**The task**
Please count the lines in the data below that contain the string "negative", with case counting, and give only the number.

##### Material for this task

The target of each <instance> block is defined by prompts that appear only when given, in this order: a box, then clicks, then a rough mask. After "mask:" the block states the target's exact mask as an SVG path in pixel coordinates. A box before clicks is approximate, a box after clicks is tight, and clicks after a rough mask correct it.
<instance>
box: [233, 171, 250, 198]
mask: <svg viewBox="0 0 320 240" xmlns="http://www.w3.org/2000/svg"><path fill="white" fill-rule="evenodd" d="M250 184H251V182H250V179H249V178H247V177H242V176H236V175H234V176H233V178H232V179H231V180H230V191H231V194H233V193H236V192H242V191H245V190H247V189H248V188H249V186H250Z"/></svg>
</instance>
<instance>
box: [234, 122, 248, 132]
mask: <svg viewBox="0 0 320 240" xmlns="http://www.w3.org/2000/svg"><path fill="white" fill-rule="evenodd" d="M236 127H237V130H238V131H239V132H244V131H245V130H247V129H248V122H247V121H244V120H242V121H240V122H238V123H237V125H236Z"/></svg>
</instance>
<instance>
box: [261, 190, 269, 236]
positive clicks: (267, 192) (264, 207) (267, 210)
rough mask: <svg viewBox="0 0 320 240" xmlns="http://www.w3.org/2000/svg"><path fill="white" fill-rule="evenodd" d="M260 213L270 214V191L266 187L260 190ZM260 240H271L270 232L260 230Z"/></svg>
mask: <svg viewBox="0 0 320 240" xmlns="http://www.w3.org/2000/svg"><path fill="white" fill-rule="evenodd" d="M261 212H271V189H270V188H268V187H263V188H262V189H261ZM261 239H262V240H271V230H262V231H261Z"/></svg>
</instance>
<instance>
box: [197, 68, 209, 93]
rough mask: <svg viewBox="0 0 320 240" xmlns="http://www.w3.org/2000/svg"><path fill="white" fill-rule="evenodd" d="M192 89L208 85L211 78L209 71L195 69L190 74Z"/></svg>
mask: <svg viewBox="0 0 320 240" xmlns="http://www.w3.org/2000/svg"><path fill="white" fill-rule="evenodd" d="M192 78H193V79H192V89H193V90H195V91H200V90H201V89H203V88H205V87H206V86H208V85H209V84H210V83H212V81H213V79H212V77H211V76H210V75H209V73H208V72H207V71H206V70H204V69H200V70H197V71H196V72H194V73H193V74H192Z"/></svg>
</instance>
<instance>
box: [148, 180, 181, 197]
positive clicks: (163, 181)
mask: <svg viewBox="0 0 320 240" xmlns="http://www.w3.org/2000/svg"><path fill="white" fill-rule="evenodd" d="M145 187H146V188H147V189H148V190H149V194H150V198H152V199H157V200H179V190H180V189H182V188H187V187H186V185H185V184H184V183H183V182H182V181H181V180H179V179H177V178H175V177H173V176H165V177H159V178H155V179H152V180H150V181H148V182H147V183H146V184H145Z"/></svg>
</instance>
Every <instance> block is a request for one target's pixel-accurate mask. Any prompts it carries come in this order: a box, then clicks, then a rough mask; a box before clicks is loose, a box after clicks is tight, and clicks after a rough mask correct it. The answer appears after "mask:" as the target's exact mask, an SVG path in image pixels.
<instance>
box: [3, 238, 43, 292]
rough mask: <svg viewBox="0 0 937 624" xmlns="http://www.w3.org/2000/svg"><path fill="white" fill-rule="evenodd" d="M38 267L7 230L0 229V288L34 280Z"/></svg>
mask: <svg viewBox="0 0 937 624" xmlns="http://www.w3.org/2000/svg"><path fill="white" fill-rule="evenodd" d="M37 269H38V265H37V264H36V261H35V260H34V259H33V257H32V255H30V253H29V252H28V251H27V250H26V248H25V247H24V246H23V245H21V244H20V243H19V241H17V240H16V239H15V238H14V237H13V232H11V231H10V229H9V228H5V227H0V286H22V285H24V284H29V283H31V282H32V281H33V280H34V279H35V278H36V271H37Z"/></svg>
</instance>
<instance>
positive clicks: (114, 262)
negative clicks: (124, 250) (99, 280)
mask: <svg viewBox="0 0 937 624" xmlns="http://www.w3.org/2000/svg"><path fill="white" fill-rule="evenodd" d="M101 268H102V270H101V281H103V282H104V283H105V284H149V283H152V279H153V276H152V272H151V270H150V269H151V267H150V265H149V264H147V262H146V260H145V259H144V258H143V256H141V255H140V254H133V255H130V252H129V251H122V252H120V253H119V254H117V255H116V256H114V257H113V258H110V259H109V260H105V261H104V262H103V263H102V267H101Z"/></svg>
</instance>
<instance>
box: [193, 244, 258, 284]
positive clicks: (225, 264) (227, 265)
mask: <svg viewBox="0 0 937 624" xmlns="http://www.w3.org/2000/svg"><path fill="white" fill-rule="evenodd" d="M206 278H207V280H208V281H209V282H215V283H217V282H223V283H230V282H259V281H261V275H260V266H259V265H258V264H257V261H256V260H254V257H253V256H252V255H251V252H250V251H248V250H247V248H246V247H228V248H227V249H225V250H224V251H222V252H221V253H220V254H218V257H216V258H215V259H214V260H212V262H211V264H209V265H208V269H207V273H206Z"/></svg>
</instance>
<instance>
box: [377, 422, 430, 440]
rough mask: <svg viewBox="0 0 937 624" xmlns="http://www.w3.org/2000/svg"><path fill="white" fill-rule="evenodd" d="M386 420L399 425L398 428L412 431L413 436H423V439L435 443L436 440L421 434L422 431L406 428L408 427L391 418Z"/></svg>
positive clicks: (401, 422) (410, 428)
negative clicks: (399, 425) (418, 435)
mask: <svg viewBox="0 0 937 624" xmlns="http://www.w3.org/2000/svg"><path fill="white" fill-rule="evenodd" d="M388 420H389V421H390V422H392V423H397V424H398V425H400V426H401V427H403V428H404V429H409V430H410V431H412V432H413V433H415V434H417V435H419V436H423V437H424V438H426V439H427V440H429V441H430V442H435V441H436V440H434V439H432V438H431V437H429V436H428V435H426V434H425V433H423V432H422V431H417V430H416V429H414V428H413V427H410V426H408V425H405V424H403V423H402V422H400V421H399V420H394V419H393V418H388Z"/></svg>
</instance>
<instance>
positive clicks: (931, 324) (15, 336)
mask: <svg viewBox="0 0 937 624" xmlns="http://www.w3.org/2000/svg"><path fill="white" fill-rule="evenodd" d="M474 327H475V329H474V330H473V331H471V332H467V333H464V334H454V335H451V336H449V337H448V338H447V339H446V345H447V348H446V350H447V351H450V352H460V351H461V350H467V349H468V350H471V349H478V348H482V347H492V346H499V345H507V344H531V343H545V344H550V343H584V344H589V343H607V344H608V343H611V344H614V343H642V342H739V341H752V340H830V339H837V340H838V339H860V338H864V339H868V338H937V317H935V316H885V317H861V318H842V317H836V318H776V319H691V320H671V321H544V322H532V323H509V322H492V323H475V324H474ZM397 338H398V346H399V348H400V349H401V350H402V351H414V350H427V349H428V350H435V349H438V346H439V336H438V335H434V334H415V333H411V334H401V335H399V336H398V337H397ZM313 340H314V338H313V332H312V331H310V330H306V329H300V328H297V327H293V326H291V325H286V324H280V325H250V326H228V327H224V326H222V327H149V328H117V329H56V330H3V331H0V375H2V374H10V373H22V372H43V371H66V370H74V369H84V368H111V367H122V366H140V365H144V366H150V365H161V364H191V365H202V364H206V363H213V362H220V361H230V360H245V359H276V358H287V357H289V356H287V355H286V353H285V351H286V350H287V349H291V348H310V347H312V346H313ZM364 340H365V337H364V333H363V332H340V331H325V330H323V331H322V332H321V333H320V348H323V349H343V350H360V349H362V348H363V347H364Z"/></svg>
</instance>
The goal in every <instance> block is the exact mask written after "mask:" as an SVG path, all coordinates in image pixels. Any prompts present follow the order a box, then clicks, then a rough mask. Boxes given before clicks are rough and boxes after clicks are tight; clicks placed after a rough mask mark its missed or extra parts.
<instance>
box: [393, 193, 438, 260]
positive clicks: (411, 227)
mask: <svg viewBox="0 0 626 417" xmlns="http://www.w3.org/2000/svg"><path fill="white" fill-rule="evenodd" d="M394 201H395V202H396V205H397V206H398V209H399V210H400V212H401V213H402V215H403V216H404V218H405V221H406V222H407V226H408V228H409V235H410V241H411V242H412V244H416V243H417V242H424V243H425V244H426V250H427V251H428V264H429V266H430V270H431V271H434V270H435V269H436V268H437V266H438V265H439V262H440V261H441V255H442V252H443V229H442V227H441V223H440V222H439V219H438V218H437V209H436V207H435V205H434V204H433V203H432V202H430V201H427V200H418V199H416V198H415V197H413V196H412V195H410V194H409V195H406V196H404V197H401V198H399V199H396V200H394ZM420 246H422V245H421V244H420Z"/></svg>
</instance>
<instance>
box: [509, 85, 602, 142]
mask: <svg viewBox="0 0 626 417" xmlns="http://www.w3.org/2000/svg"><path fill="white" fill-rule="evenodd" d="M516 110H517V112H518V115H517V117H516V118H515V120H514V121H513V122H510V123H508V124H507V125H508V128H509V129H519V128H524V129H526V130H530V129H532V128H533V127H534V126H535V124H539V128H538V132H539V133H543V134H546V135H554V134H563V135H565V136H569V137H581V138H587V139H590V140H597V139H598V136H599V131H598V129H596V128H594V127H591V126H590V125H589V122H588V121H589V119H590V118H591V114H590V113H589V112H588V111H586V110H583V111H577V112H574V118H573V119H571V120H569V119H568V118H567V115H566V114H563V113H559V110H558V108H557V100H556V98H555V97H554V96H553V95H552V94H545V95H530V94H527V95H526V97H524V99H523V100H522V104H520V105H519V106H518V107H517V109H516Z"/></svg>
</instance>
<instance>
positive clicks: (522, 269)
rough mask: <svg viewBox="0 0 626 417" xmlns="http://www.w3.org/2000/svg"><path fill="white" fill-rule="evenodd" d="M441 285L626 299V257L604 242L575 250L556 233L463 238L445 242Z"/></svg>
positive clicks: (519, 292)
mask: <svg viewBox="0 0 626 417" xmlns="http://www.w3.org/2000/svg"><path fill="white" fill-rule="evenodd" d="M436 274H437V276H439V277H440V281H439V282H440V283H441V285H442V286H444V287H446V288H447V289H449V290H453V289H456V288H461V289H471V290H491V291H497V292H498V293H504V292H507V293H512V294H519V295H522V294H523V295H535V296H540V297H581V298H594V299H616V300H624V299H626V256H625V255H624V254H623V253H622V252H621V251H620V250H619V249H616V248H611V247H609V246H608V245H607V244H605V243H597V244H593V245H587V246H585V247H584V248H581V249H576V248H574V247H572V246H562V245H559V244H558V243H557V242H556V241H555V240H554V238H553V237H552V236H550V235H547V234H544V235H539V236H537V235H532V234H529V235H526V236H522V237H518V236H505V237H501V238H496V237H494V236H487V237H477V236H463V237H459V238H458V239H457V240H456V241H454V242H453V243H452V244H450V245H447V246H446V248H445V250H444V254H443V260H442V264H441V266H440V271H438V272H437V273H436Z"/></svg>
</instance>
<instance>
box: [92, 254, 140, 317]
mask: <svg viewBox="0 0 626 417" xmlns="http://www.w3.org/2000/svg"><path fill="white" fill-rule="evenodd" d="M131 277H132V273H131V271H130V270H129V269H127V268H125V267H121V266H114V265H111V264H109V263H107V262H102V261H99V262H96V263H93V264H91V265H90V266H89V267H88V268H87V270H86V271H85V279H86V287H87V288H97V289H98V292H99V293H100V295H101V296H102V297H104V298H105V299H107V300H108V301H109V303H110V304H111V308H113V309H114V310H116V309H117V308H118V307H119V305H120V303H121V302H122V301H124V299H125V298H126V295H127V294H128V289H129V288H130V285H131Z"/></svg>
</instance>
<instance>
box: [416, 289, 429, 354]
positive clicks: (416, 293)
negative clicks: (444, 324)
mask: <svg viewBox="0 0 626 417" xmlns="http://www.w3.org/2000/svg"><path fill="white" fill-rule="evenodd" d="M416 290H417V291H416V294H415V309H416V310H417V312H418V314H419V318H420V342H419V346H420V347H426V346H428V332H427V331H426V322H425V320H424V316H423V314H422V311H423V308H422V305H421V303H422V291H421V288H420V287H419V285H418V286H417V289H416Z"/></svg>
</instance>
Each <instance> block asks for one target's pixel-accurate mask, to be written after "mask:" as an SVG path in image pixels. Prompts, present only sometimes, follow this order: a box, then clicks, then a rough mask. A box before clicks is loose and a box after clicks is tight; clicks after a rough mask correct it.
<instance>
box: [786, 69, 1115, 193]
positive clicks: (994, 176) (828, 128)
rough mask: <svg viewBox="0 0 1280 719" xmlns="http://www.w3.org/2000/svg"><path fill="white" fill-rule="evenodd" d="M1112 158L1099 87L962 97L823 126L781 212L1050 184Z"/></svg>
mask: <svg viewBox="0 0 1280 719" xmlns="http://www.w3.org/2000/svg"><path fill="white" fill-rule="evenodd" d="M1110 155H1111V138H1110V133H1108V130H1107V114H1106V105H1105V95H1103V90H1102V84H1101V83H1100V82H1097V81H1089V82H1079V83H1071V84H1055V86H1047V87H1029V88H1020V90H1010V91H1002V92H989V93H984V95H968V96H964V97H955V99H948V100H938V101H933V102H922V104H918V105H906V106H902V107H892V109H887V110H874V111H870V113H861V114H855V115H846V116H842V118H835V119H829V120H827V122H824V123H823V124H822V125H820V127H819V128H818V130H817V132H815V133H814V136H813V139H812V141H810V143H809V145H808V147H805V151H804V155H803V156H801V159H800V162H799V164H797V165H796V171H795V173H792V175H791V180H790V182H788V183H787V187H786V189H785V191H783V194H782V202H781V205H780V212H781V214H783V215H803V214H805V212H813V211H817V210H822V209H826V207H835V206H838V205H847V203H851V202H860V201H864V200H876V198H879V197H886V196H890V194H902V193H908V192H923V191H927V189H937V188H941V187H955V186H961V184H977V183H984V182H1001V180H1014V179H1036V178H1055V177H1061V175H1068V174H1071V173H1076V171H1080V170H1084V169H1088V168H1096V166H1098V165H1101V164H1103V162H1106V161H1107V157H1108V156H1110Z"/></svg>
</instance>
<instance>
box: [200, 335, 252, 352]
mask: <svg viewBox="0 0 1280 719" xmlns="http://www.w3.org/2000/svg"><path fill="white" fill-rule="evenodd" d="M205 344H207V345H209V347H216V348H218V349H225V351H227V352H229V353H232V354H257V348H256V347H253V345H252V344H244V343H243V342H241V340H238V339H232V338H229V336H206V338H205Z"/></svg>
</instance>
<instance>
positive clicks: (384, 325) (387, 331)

##########

**Reply to the exercise**
3